◆ Point-per-instance localization data
──────────

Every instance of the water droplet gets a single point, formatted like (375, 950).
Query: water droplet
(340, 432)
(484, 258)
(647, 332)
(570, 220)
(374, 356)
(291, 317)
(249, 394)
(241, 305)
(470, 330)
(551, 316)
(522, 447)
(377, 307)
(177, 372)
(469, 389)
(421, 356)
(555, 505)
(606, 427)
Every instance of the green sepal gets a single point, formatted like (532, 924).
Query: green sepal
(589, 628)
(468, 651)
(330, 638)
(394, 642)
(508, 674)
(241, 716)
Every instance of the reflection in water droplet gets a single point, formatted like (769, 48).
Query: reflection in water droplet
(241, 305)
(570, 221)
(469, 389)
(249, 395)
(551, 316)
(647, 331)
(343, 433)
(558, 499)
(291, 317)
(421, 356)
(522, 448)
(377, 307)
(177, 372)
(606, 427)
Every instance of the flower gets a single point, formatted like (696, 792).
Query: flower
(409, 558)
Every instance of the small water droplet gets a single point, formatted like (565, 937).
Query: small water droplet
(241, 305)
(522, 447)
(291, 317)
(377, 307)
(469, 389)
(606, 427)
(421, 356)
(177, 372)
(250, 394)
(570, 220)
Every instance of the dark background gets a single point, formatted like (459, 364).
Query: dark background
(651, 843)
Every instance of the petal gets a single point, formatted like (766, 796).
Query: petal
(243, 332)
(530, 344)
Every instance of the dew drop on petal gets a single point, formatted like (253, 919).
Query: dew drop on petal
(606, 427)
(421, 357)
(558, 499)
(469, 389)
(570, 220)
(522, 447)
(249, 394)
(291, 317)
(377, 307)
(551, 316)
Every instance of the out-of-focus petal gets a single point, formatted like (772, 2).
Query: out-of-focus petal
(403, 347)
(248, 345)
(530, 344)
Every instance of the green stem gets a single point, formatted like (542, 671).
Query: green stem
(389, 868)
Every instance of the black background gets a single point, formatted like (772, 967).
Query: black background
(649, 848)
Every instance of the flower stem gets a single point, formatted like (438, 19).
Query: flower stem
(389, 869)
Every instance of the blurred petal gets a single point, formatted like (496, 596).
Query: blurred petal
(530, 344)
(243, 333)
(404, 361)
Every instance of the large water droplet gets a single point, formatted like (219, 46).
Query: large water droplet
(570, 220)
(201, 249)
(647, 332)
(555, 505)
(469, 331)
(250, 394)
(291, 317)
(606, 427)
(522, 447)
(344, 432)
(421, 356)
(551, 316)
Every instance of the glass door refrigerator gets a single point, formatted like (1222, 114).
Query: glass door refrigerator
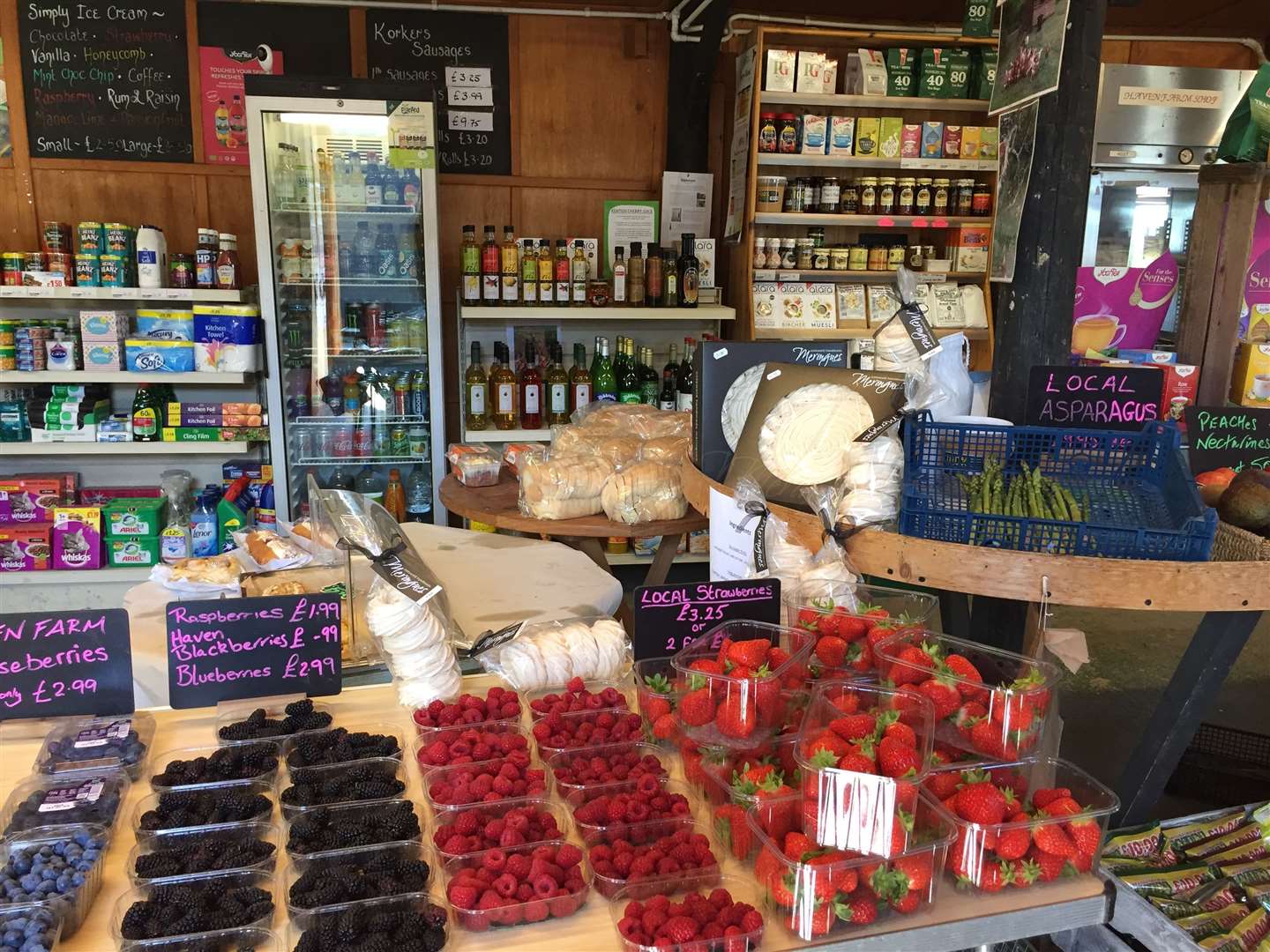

──────────

◆ WHAT YOU HAVE TO DO
All records above must be copied exactly, though the pictures they hold are to be left out.

◆ PROBLEM SOLUTION
Every instance of the water droplet gets a single point, formatted like (375, 950).
Query: water droplet
(340, 432)
(484, 258)
(647, 332)
(570, 220)
(374, 356)
(291, 317)
(249, 394)
(241, 305)
(470, 330)
(551, 316)
(522, 447)
(377, 307)
(177, 372)
(469, 389)
(421, 356)
(555, 505)
(606, 427)
Every instance of the green sepal gets a single point, formatted like (532, 924).
Query: green sepal
(589, 628)
(468, 651)
(330, 638)
(394, 642)
(508, 674)
(241, 716)
Every instance of the reflection in water droplet gets a single point, formatted like (769, 48).
Query: reflection in water droplet
(241, 305)
(570, 221)
(469, 389)
(249, 395)
(551, 316)
(647, 331)
(343, 433)
(558, 499)
(291, 317)
(421, 356)
(522, 448)
(377, 307)
(177, 372)
(606, 427)
Every instance of the flower gets a single point, formatted like (696, 792).
Query: flower
(409, 558)
Every instance of the small water droplet gets a single point, formatted like (565, 937).
Query: small water droplet
(241, 305)
(522, 447)
(291, 317)
(377, 307)
(469, 389)
(606, 427)
(421, 356)
(177, 372)
(250, 394)
(570, 220)
Every instance of the dark background gets a single point, formatted like (459, 364).
Query: dark background
(651, 843)
Every instance of the petal gets a single point, formatted like (766, 796).
Query: petal
(243, 332)
(530, 344)
Every instance of the dew drop on petal gets a single point, formatted like (253, 919).
Query: dew drop on petal
(606, 427)
(421, 357)
(558, 499)
(469, 389)
(570, 220)
(522, 447)
(249, 394)
(291, 317)
(377, 307)
(551, 316)
Every instance of the out-of-focus petal gets a single point, formatted like (772, 2).
Query: out-of-focus petal
(403, 347)
(248, 345)
(530, 344)
Every instance of the green stem gets a single point, formatted like (542, 671).
Query: green stem
(389, 868)
Every instance of the black background gets a single point, formatted like (772, 967).
Query: black background
(649, 848)
Every instance of the flower stem gets a single point, formatted like (438, 19).
Query: flower stem
(389, 869)
Every instance of the blurred petal gets a single point, formatted like (496, 596).
Query: blurred petal
(530, 344)
(243, 333)
(404, 361)
Every instance of the large water droplet gets a single point, formatted like (219, 46).
Query: large water droplet
(570, 220)
(201, 249)
(647, 332)
(555, 505)
(469, 331)
(250, 394)
(291, 317)
(606, 427)
(522, 447)
(344, 432)
(421, 356)
(551, 316)
Every instance of the glass door refrigerator gets a single point, formatted like (1222, 114).
Query: glass door refrigerator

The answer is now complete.